- [Work to do]:
In the entries below, lay out everything from the line containing "the fog over" down to the line containing "460), (1149, 575)]" as a numbered list, with blank lines and pictures left out.

- [Provided entries]:
________________
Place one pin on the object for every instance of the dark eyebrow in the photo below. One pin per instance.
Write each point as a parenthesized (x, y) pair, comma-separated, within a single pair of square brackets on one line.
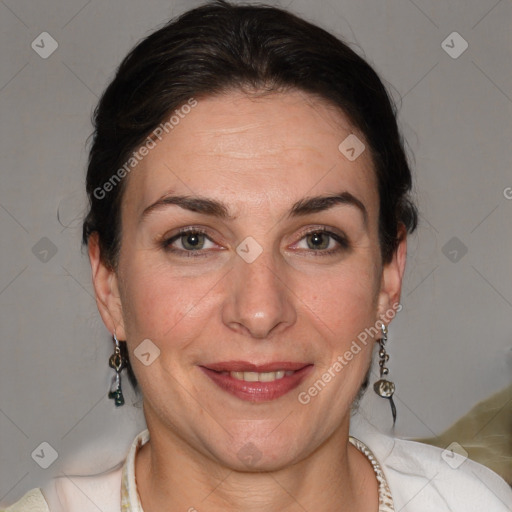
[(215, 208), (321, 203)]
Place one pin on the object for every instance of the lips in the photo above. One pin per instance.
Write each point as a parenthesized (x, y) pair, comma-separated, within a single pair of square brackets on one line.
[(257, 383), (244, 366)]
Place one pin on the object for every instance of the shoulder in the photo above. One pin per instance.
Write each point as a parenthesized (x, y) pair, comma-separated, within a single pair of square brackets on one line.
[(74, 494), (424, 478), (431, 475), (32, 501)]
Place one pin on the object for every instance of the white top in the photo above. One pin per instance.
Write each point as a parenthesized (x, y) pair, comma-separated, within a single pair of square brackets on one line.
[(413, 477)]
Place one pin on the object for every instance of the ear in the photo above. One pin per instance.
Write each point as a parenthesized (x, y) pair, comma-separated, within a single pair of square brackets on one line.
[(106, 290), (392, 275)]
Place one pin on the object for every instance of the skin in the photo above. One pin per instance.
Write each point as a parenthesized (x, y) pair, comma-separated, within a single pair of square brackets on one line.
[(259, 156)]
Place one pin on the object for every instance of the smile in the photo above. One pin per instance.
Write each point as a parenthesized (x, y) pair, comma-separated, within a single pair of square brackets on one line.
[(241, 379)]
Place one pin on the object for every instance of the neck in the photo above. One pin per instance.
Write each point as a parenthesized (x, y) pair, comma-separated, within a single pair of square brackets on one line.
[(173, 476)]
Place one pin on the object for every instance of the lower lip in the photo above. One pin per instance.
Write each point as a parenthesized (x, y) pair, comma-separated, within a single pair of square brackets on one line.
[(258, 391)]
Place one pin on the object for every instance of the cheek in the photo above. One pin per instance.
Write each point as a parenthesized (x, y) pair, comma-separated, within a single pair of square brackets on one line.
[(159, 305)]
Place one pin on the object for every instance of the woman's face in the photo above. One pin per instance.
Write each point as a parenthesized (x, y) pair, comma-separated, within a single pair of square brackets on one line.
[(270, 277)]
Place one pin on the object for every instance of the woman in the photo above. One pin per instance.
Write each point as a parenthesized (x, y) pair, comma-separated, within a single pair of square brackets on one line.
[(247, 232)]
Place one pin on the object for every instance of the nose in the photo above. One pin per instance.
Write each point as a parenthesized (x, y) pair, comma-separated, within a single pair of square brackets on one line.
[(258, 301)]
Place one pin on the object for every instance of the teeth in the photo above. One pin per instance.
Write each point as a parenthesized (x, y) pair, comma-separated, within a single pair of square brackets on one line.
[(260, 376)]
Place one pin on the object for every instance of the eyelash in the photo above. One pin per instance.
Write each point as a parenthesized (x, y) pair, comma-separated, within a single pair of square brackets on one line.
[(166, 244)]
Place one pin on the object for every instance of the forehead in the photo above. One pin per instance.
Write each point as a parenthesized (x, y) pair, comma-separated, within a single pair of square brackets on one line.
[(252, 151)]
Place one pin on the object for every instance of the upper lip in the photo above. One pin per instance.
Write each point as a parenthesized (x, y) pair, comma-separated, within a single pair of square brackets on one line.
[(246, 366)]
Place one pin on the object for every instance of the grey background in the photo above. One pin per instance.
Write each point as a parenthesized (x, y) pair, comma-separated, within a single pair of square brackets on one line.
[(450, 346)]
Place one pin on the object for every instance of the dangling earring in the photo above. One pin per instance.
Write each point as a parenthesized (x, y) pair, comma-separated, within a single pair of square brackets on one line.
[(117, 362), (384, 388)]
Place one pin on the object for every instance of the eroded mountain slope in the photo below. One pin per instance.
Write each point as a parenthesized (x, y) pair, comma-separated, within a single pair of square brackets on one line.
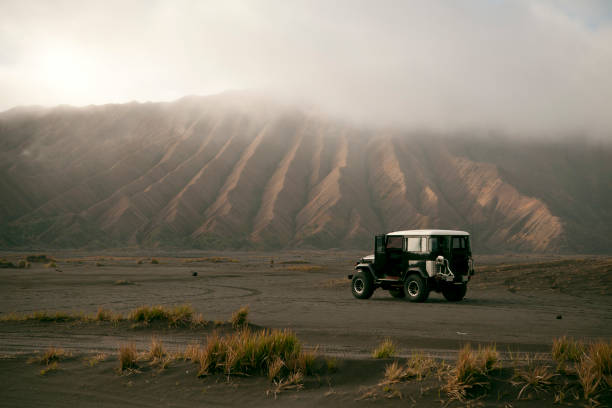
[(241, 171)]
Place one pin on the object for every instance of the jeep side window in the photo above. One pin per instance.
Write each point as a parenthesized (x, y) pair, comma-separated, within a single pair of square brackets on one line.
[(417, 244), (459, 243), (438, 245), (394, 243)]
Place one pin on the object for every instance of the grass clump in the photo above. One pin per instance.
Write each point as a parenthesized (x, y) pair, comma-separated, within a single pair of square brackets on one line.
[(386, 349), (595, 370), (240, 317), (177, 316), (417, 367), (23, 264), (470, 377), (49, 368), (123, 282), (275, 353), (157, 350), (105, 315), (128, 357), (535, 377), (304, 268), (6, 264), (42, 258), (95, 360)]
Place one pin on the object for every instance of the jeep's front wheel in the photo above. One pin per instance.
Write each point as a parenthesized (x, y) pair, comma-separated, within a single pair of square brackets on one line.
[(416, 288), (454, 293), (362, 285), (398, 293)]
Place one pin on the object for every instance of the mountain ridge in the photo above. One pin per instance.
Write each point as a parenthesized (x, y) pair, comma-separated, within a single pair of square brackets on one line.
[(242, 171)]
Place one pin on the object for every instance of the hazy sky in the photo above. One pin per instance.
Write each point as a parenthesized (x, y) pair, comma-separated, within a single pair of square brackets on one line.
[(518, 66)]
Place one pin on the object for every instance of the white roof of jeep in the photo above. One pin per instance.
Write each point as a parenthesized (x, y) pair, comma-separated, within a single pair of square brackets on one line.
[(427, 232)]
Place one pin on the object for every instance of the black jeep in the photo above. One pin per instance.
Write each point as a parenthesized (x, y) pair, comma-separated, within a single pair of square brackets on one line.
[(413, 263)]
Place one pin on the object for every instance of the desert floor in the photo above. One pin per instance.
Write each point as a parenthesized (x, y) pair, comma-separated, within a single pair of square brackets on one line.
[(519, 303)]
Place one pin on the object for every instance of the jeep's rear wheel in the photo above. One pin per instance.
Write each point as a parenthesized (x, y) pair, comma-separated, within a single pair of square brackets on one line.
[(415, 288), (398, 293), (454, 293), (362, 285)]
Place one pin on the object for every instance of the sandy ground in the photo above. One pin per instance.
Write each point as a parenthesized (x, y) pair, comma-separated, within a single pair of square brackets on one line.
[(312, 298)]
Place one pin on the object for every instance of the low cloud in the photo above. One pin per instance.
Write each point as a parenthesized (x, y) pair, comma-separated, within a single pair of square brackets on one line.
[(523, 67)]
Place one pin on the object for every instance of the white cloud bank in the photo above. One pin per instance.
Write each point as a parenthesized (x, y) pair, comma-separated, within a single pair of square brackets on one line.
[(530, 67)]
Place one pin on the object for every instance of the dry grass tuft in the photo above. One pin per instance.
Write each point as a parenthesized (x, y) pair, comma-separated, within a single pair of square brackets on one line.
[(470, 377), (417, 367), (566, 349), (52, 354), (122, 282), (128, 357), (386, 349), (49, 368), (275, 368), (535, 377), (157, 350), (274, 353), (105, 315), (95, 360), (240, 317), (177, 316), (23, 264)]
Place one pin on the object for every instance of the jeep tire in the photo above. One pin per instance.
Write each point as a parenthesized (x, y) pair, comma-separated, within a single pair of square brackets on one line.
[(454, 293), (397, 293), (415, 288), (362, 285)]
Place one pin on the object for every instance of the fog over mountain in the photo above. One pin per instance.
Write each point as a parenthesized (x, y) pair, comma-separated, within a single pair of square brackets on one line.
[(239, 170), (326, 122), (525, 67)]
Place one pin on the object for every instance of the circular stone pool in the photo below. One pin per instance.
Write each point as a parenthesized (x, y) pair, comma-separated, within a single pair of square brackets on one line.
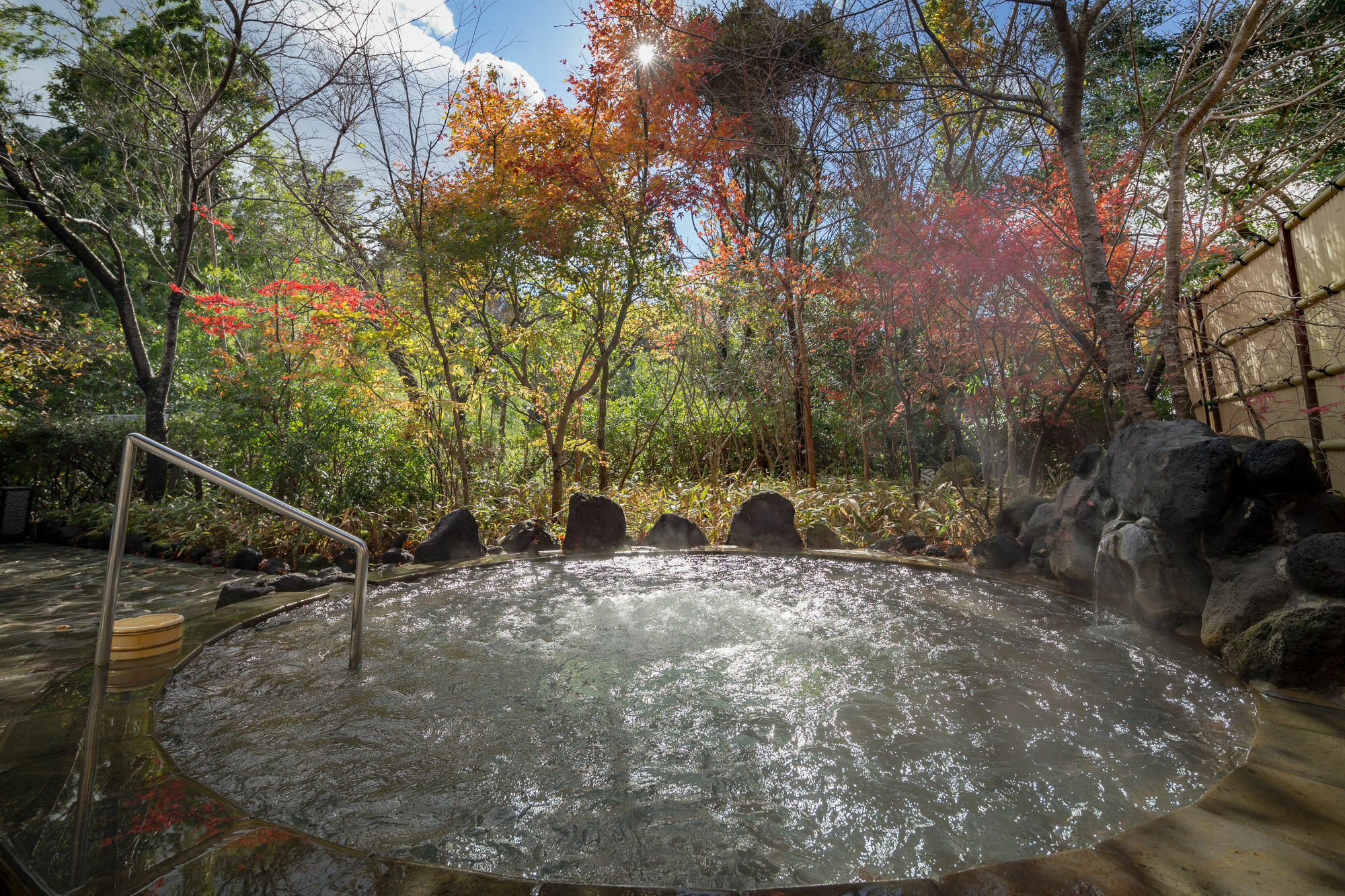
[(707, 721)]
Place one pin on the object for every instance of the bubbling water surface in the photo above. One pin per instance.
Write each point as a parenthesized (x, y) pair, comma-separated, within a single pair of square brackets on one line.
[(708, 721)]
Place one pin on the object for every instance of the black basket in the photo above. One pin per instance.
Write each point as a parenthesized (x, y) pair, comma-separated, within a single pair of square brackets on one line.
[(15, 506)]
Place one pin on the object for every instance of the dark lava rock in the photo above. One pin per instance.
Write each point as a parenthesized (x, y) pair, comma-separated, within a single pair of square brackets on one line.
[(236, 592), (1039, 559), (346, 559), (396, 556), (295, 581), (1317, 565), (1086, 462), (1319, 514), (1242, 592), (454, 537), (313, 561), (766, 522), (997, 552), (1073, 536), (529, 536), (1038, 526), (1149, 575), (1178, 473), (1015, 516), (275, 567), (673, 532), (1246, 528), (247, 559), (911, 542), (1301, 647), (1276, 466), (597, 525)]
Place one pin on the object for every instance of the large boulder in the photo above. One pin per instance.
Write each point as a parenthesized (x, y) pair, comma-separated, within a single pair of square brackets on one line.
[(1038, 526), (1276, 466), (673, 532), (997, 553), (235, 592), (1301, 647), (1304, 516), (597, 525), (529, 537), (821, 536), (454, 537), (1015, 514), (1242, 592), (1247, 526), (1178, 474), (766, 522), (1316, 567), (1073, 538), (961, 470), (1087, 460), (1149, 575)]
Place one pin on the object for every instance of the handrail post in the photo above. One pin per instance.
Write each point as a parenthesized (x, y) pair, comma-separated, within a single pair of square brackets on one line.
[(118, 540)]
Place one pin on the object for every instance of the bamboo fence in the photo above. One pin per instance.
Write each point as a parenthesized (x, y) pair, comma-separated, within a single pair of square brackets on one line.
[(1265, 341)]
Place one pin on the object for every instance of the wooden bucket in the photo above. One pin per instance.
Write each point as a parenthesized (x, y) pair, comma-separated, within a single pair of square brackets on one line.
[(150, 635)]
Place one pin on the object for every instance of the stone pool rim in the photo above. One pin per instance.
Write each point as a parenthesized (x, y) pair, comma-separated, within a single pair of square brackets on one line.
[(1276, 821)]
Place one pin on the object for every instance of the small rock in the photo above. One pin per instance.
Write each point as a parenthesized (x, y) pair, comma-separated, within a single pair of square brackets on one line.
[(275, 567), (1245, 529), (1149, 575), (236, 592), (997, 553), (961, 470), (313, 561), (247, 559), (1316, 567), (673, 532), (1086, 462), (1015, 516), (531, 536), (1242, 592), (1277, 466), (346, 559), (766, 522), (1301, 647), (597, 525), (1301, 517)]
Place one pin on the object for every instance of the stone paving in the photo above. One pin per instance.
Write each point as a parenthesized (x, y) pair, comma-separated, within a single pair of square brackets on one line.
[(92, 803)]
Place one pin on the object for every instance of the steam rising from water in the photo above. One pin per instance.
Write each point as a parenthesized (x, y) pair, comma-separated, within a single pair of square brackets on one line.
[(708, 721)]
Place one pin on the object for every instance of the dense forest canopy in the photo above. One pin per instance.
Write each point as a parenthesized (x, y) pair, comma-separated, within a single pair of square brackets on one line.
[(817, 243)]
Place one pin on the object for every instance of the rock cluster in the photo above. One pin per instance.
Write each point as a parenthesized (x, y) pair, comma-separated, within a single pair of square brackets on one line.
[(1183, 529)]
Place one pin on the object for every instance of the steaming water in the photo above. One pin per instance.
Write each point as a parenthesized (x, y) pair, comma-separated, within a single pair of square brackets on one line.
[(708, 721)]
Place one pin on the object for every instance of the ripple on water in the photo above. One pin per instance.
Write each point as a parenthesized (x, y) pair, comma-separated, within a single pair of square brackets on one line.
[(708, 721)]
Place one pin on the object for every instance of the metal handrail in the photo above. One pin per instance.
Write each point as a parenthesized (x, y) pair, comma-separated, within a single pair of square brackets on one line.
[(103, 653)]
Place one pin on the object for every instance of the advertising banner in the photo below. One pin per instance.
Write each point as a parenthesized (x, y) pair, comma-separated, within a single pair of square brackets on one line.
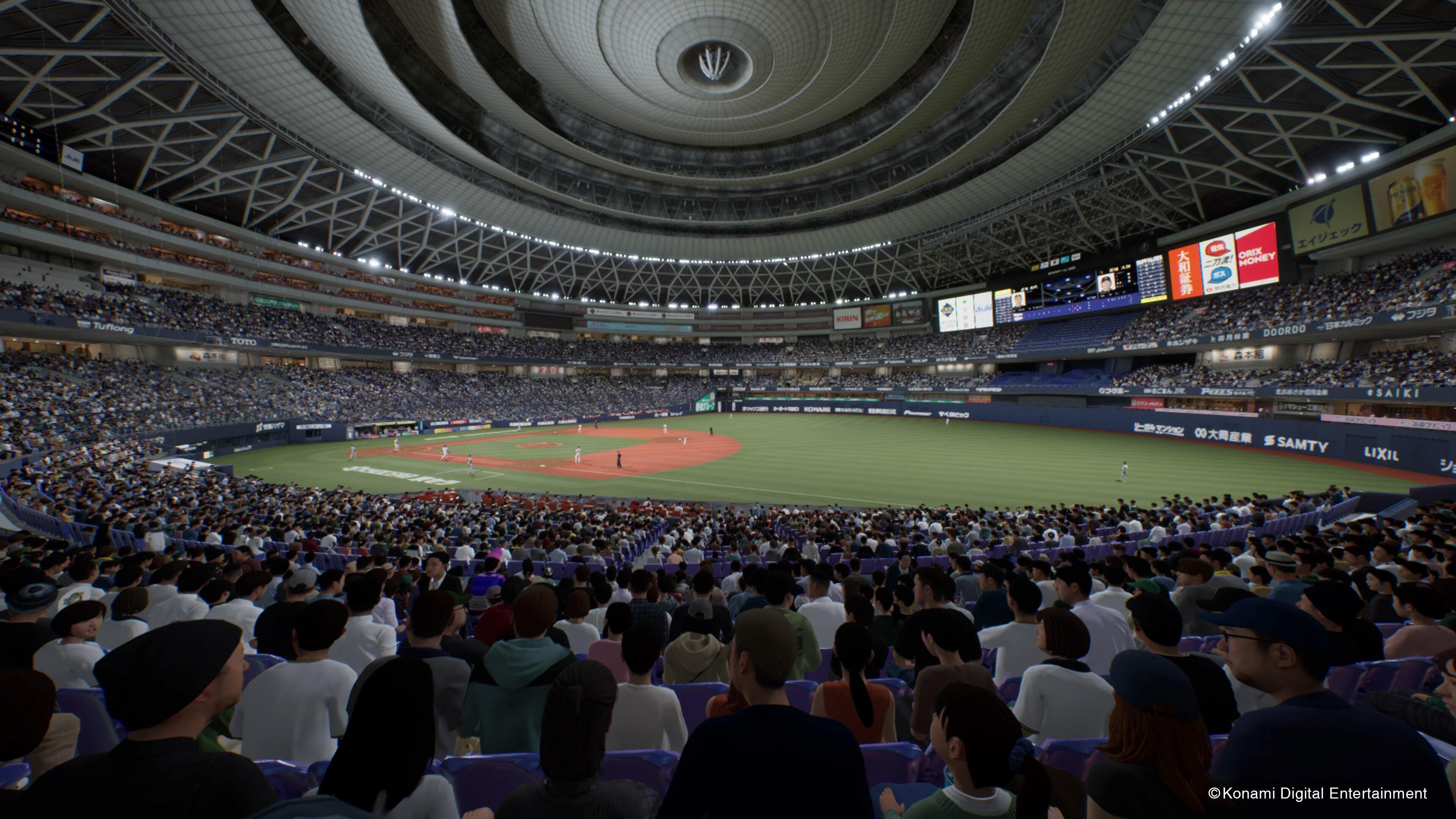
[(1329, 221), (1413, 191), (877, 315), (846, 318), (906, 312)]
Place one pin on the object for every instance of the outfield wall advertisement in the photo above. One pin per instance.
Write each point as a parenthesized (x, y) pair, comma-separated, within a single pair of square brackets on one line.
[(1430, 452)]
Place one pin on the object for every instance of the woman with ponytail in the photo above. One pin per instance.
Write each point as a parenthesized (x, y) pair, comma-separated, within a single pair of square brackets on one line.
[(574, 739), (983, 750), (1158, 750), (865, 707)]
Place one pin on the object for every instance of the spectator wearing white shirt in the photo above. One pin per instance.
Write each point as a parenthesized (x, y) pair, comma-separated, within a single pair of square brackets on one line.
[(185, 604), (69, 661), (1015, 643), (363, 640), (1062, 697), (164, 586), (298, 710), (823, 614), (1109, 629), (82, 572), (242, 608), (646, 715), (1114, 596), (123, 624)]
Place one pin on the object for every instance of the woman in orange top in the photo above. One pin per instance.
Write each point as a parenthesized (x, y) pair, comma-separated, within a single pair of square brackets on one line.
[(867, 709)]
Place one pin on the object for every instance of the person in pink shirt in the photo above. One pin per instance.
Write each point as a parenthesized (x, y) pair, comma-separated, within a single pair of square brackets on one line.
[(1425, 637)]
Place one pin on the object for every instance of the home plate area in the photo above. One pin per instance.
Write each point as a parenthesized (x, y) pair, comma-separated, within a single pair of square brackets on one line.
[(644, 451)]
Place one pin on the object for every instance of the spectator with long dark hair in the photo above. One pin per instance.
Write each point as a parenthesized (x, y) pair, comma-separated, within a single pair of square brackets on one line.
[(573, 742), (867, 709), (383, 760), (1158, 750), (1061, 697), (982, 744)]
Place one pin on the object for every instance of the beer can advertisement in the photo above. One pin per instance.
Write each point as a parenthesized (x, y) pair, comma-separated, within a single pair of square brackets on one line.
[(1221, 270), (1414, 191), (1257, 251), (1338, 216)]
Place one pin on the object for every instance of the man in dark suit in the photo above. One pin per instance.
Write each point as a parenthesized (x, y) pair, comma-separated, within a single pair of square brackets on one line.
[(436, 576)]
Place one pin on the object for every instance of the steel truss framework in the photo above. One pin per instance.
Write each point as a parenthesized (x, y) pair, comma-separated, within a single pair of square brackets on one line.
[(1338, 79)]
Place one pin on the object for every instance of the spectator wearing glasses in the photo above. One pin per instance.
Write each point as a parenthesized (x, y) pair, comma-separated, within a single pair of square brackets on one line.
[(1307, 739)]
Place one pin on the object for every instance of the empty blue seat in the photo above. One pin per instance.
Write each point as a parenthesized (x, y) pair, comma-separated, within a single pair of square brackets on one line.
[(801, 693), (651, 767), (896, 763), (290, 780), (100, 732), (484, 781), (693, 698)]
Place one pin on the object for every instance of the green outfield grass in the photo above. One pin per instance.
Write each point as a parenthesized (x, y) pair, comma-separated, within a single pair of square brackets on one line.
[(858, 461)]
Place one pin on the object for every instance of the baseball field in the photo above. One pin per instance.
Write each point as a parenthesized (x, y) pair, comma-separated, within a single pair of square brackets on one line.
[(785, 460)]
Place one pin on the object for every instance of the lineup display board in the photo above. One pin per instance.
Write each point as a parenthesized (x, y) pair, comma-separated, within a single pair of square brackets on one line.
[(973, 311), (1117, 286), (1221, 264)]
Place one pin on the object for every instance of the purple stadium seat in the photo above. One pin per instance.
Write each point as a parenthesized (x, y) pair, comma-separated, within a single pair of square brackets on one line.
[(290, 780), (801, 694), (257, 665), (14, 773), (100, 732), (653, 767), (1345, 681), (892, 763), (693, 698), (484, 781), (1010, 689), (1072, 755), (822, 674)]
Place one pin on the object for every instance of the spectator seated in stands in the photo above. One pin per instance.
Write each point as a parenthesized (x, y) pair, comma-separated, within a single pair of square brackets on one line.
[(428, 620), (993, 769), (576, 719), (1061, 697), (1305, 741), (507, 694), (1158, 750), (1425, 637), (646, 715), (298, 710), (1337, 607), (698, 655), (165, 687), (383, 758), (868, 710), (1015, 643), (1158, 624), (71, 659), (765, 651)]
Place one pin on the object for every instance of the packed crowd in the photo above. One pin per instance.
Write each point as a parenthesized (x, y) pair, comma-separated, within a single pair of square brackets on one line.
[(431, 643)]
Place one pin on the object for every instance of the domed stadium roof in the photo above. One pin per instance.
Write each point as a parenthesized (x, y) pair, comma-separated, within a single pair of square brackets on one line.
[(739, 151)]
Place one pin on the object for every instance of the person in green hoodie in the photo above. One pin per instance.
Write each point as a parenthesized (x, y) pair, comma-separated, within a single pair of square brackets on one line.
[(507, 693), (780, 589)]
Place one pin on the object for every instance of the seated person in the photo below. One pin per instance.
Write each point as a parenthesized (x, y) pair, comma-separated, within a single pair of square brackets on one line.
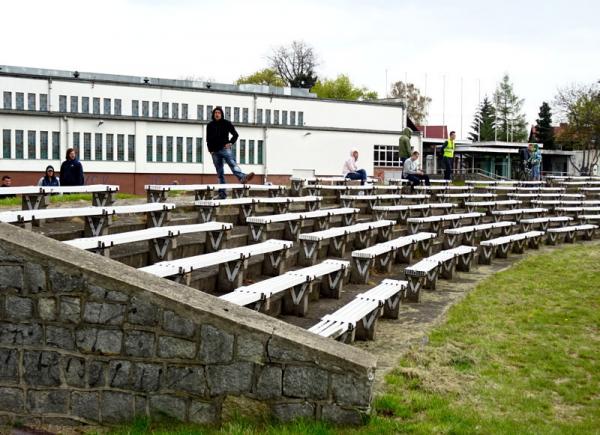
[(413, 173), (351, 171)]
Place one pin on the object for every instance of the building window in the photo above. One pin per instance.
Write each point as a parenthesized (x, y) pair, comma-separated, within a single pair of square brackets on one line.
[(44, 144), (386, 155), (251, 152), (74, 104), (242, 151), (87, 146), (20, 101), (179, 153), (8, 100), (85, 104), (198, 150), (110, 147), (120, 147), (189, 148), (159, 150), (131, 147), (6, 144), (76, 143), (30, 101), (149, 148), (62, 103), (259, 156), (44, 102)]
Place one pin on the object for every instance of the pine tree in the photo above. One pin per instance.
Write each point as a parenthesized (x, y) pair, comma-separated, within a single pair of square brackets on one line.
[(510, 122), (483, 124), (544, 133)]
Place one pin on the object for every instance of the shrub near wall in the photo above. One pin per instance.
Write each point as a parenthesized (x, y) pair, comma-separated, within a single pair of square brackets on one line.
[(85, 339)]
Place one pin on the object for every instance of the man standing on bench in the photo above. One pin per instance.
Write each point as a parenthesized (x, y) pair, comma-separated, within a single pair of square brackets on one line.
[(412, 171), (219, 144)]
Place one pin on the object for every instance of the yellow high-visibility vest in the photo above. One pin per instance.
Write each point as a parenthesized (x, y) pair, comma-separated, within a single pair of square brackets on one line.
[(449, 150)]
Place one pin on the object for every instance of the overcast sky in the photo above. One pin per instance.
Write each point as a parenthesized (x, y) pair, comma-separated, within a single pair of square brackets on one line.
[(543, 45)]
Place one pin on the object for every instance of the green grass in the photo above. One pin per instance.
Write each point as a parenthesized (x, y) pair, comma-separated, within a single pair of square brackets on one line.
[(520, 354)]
________________
- [Response to this exercise]:
1. Place one pin on the object for every instance of the fog over mountain in the photo above. One pin per instance.
2. Write each point as a parenthesized (x, y) pair, comma-separated, within a single pair of square brackets on one line.
3. [(239, 170), (326, 122), (525, 67)]
4. Place one pin on the object for every instance of the circular stone pool in the photo below. One pin per instance.
5. Write each point as a parenthesized (x, y) pair, comma-separated, within a single pair of square brackets on one line.
6. [(707, 721)]
7. Place one pin on the object for every instance of the bubbling water surface in the photo above. One pin per instance.
8. Write each point as a parenthesized (x, y) pair, comma-separated, within a single pair of square brackets on one line.
9. [(708, 721)]
10. Place one pin on the object for every instance of the black basket in the photo above. One pin per instance.
11. Write each point as a parenthesized (x, y) pair, comma-separated, within a single pair of square brackets on one line.
12. [(15, 506)]
13. Place one pin on the object for every instance of the dark lava rock in the photo above. One pin per instance.
14. Write each point as a parenthesized (x, y) pair, comma-separated, within a single pair of square brackets on one line.
15. [(236, 592), (1039, 559), (346, 559), (396, 556), (295, 581), (1317, 565), (1086, 462), (1319, 514), (1242, 592), (454, 537), (313, 561), (766, 522), (997, 552), (1073, 536), (529, 536), (1038, 526), (1149, 575), (1178, 473), (1015, 516), (275, 567), (673, 532), (1246, 528), (247, 559), (911, 542), (1301, 647), (1276, 466), (597, 525)]
16. Place one pin on the object for every instance of the large boulder in the photo above. One pin per instance.
17. Write each point as a parenthesized (x, y) pair, comma-separated, within a single pair of square brackets on one line.
18. [(1038, 526), (1276, 466), (673, 532), (997, 553), (235, 592), (1301, 647), (1304, 516), (597, 525), (529, 537), (821, 536), (454, 537), (1015, 514), (1242, 592), (1247, 526), (1178, 474), (766, 522), (1316, 567), (1073, 538), (961, 470), (1087, 460), (1149, 575)]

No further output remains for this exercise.